# WHAT YOU NEED TO DO
• A. In the text on Ceph compression options, by roughly how much can Erasure Coding inflate a processed data block?
• B. Write what comes next in the text on Ceph compression options, picking up after its final sentence.

# TEXT
Hi folks,
Here is a brief summary on potential compression implementation options.
I think we should choose the desired approach prior to start working on
the compression feature.
Comments, additions and fixes are welcome.
Compression At Client - compression/decompression to be performed at the
client level (most preferably - Rados) before sending/after receiving
data to/from Ceph.
Pros:
* Ceph cluster isn’t loaded with additional computation burden.
* All Ceph cluster components and data transfers benefit from
reduce data volume.
* Compression is transparent to Ceph cluster components
Cons:
* Weak clients can lack CPU resources to handle their traffic.
* Any Read/Write access requires at least two sequential
requests to Ceph cluster to get data: the first one to retrieve
“original to compressed“ offset mapping for desired data block, the
second one to get compressed data block.
* Random write access handling is tricky (see notes below).
Even more requests to the cluster per single user one might be needed in
this case.
Compression At Replicated Pool - compression to be performed at primary
Ceph entities at Replicated Pool level prior to data replication.
Pros:
* Clients benefit from cluster CPU resources utilization.
* Compression for specific data block is performed at a single
point only - thus total CPU utilization for Ceph cluster is less.
* Underlying Ceph components and data transfers benefit from
from reduced data volume.
Cons:
* Clients that use EC pools directly lack compression unless
it’s implemented there too.
* In two-tier model data compression at cache tier may be
inappropriate due to performance reasons. Compression at cache tier also
prevents from cache removal when/if needed.
* Random write access handling is tricky (see notes below).
Compression At Erasure Coded pool - compression to be performed at
primary Ceph entities at EC Pool level prior to Erasure Coding.
Pros:
* Clients benefit from cluster CPU resources utilization.
* Erasure Coding “inflates” processed data block (up to ~50%).
Thus doing compression prior to that reduces CPU utilization.
* Natural combination with EC means. Compression and EC have
similar purposes - save storage space at the cost of CPU usage. One can
reuse EC infrastructure and design solutions.
* No need for random write access support - EC pools don’t
provide that on its own. Thus we can reuse the same approach to resolve
the issue when needed. Implementation becomes much easier.
* Underlying Ceph components and data transfers benefit from
reduced data volume.

# PROVIDED MATERIAL
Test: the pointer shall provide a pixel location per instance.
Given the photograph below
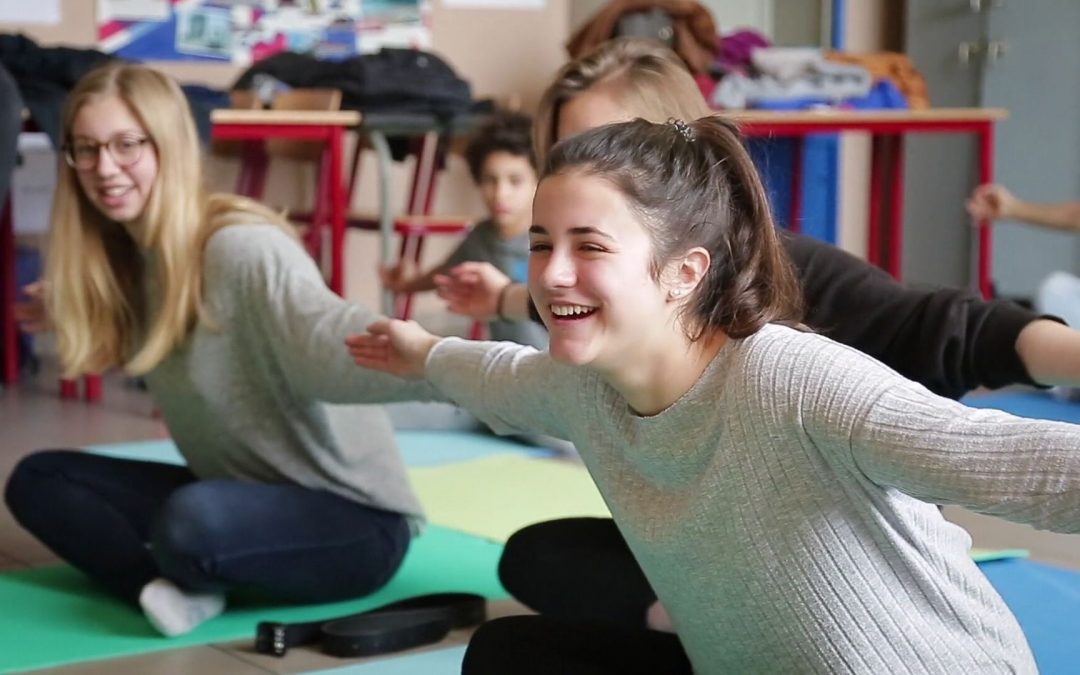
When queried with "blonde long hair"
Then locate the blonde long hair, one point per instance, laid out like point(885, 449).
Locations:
point(96, 270)
point(648, 80)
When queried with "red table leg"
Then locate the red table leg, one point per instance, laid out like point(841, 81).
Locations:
point(894, 253)
point(877, 184)
point(985, 235)
point(337, 211)
point(795, 212)
point(8, 326)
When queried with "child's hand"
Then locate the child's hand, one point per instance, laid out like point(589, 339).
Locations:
point(472, 288)
point(991, 202)
point(30, 313)
point(392, 346)
point(395, 279)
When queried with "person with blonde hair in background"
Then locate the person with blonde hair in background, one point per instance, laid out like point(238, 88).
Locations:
point(213, 300)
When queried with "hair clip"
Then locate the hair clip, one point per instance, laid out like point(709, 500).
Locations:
point(682, 127)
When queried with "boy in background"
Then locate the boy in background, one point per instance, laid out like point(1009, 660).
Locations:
point(502, 162)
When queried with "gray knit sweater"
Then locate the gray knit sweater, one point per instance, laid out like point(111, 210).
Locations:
point(783, 508)
point(251, 396)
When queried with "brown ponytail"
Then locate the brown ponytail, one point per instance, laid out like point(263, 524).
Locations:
point(694, 185)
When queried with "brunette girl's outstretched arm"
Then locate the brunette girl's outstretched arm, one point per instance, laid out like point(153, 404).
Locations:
point(898, 434)
point(513, 389)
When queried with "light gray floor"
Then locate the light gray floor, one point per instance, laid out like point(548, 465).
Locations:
point(32, 417)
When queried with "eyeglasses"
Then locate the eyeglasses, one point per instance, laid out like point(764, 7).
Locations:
point(125, 149)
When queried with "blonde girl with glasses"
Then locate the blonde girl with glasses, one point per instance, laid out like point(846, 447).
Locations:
point(289, 488)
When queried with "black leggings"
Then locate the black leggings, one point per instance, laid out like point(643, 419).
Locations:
point(592, 597)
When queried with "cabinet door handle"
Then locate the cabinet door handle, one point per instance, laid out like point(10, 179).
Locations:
point(995, 50)
point(967, 50)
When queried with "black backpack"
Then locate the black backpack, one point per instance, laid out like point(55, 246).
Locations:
point(392, 80)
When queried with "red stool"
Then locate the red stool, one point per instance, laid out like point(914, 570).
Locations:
point(9, 328)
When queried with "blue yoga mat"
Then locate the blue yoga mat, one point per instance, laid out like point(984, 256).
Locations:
point(1035, 405)
point(1047, 603)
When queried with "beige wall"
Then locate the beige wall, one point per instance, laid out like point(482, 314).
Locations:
point(865, 31)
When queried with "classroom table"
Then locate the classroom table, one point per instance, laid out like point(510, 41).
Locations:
point(888, 130)
point(328, 126)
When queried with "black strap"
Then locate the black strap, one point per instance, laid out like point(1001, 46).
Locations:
point(405, 623)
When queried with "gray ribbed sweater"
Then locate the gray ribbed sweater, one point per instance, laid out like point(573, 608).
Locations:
point(783, 508)
point(251, 396)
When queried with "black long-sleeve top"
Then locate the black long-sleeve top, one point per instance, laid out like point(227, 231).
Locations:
point(950, 340)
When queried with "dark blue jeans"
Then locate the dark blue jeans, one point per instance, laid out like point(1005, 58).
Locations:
point(125, 522)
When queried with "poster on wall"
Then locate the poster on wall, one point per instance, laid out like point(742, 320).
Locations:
point(243, 31)
point(37, 12)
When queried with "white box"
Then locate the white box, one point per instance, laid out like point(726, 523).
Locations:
point(32, 184)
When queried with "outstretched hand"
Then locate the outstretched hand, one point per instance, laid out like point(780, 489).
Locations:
point(991, 202)
point(392, 346)
point(30, 313)
point(472, 288)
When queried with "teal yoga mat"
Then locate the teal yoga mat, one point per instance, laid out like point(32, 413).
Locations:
point(54, 616)
point(419, 448)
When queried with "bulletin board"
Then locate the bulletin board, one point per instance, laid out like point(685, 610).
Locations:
point(243, 31)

# RESULTS IN ORDER
• A. Up to about 50%.

• B.
Cons:
* Limited applicability - clients that don’t use EC pools lack
compression.
Compression At Ceph Filestore entity - compression to be performed by
Ceph File Store component prior to saving object data to underlying file
system.
Pros:
*Clients benefit from cluster CPU resources utilization.
Cons:
* Random write access is tricky (see notes below).
* From cluster perspective compression is performed either on
each replicated block or on a block “inflated” by erasure coding. Thus
total Ceph cluster CPU utilization to perform compression becomes
considerably higher ( three times increase for replicated pools and ~50%
one for EC pools).
* No benefit in reduced data transfers over the net.
* Recovery procedure caused by OSD down triggers complete data
set decompression and compression when EC pool used. This might
considerably increase CPU usage utilization for recovery process.
Compression Externally at File System - compression to be performed at
File Store node by means of underlying file system.
Pros:
* Compression is (mostly) transparent to Ceph
* Clients benefit from cluster CPU resources utilization.
Cons:
* File system “lock-in”. One can use BTRFS file system only for
now. Its production readiness is questionable.
* Limited flexibility - compression is a partition/mount point
property. Hard to have better granularity - on per-pool or per-object.
No way to disable compression.
* From cluster perspective compression is performed either on
each replicated block or on a block “inflated” by erasure coding. Thus
total Ceph cluster CPU utilization to perform compression becomes
considerably higher ( three times increase for replicated pools and ~50%
one for EC pools).
* No benefit in reduced data transfers over the net.
* Recovery procedure caused by OSD down triggers complete data
set decompression and compression when EC pool used. This might
considerably increase CPU usage utilization for recovery process.
Compression Externally at Block Device - compression to be performed at
File Store node by means of underlying block device that supports inline
data compression.
Pros:
* Compression is transparent to Ceph
* Clients benefit from cluster CPU resources utilization.
Cons:
* Production quality solution seems to be absent.
* Limited flexibility - compression is a partition/mount point
property. Hard to have better granularity - on per-pool or per-object.
No way to disable compression.
* From cluster perspective compression is performed either on
each replicated block or on a block “inflated” by erasure coding. Thus
total Ceph cluster CPU utilization to perform compression becomes
considerably higher ( three times increase for replicated pools and ~50%
one for EC pools).
* No benefit in reduced data transfers over the net.
* Recovery procedure caused by OSD down triggers complete data
set decompression and compression when EC pool used. This might
considerably increase CPU usage utilization for recovery process.
Notes:
Probably the most troublesome issue brought by compression introduction
is random write access handling. Please note that Its brief overview is
as follows:
Compressing entity processes original data blocks for a specific object
and eventually saves a set of new compressed blocks to the storage.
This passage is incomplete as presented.